> Text
____________________
Across the broader GlassWorm campaign, later-stage payloads included Windows persistence mechanisms, while separate activity targeting macOS users with trojanized crypto wallet clients.

Immediate Actions

1. Remove or block the affected versions immediately: react-native-international-phone-number@0.11.8 and react-native-country-select@0.3.91 The last known clean adjacent versions identified by researchers were 0.11.7 and 0.3.9 respectively. 
2. Audit lockfiles, CI logs, build artifacts and container layers for those versions. If either package was installed, treat the build environment as potentially exposed, because the malicious preinstall hook runs automatically during installation. 
3. Rotate npm, GitHub, cloud and other credentials that may have been accessible on affected systems. Maintainer guidance specifically recommended checking npm access logs, reviewing publish access and rotating access tokens.
4. Review dependency and build activity for unexpected lifecycle scripts, obfuscated install files or package releases that bypassed the project’s normal GitHub release flow.

Why This Matters

This isn’t an isolated npm incident. Researchers had linked this activity to the broader Glassworm campaign, which has impacted a little over 400 components this month across GitHub, npm and VS Code/OpenVSX.
____________________
> Directive 1
Copy out the listing word for word, starting at the line containing "# point at: wooden" and ending at the last line of the listing.
____________________
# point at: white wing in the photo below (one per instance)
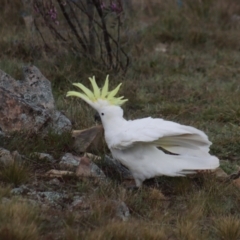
(171, 136)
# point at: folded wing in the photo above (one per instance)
(173, 137)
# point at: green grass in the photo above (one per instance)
(196, 82)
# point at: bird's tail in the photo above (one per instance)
(184, 164)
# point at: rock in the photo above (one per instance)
(88, 140)
(79, 203)
(92, 156)
(43, 156)
(68, 161)
(87, 168)
(54, 181)
(219, 173)
(58, 173)
(20, 190)
(122, 170)
(5, 156)
(236, 182)
(161, 47)
(2, 134)
(122, 211)
(29, 104)
(52, 197)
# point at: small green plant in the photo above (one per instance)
(18, 220)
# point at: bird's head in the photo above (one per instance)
(102, 100)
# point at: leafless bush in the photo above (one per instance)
(89, 28)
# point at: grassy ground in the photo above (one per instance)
(195, 82)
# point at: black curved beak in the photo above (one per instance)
(97, 118)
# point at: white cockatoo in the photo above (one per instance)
(148, 147)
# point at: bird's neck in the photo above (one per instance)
(113, 124)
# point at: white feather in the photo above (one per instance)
(135, 144)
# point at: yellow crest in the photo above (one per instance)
(98, 94)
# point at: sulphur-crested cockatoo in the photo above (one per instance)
(148, 147)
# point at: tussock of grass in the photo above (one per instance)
(18, 221)
(117, 230)
(228, 227)
(195, 82)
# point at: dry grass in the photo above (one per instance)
(18, 220)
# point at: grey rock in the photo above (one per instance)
(87, 168)
(5, 156)
(43, 156)
(2, 134)
(68, 161)
(29, 104)
(20, 190)
(122, 211)
(52, 197)
(122, 170)
(54, 181)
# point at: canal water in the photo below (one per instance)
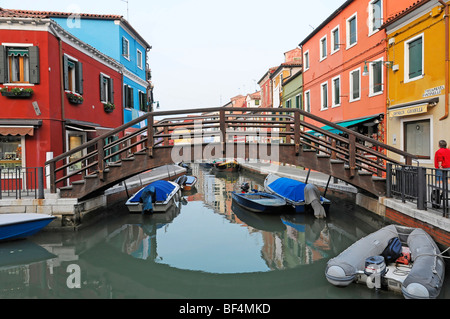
(204, 247)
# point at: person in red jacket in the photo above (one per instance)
(442, 158)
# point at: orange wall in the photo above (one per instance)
(345, 60)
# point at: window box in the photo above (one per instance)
(108, 107)
(74, 98)
(19, 93)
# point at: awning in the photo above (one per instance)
(345, 124)
(17, 130)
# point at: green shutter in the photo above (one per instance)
(415, 58)
(79, 78)
(34, 65)
(3, 65)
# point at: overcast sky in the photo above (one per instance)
(206, 51)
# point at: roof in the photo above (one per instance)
(16, 13)
(326, 21)
(403, 13)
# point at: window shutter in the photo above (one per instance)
(79, 77)
(111, 90)
(66, 72)
(3, 67)
(34, 65)
(102, 89)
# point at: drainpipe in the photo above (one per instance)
(446, 19)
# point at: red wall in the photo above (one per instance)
(49, 137)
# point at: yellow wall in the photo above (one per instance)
(431, 25)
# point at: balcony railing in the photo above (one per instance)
(427, 187)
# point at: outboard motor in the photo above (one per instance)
(375, 269)
(148, 196)
(245, 187)
(312, 196)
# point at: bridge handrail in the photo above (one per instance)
(287, 119)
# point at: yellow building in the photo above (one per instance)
(417, 93)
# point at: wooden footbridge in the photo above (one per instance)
(290, 136)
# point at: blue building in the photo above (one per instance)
(115, 37)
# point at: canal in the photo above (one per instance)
(204, 247)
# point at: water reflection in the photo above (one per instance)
(204, 247)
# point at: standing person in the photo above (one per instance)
(442, 158)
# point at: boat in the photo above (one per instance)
(261, 202)
(226, 166)
(298, 194)
(157, 196)
(22, 225)
(186, 182)
(418, 273)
____________________
> Directive 2
Quote the whole text on the GlassWorm npm package compromise.

> Problem solution 1
# point at: wooden footbridge in the photo above (one per instance)
(290, 136)
# point at: blue building in the photo above (one per instance)
(115, 37)
# point at: canal in the photo above (one per instance)
(204, 247)
# point at: water reflection in the photo above (one per instance)
(204, 247)
# point at: standing person in the photo above (one per instance)
(442, 158)
# point at: boat in the photo above (one per instance)
(261, 202)
(226, 166)
(298, 194)
(157, 196)
(22, 225)
(186, 182)
(418, 273)

> Problem solution 2
Across the broader GlassWorm campaign, later-stage payloads included Windows persistence mechanisms, while separate activity targeting macOS users with trojanized crypto wallet clients.

Immediate Actions

1. Remove or block the affected versions immediately: react-native-international-phone-number@0.11.8 and react-native-country-select@0.3.91 The last known clean adjacent versions identified by researchers were 0.11.7 and 0.3.9 respectively. 
2. Audit lockfiles, CI logs, build artifacts and container layers for those versions. If either package was installed, treat the build environment as potentially exposed, because the malicious preinstall hook runs automatically during installation. 
3. Rotate npm, GitHub, cloud and other credentials that may have been accessible on affected systems. Maintainer guidance specifically recommended checking npm access logs, reviewing publish access and rotating access tokens.
4. Review dependency and build activity for unexpected lifecycle scripts, obfuscated install files or package releases that bypassed the project’s normal GitHub release flow.

Why This Matters

This isn’t an isolated npm incident. Researchers had linked this activity to the broader Glassworm campaign, which has impacted a little over 400 components this month across GitHub, npm and VS Code/OpenVSX.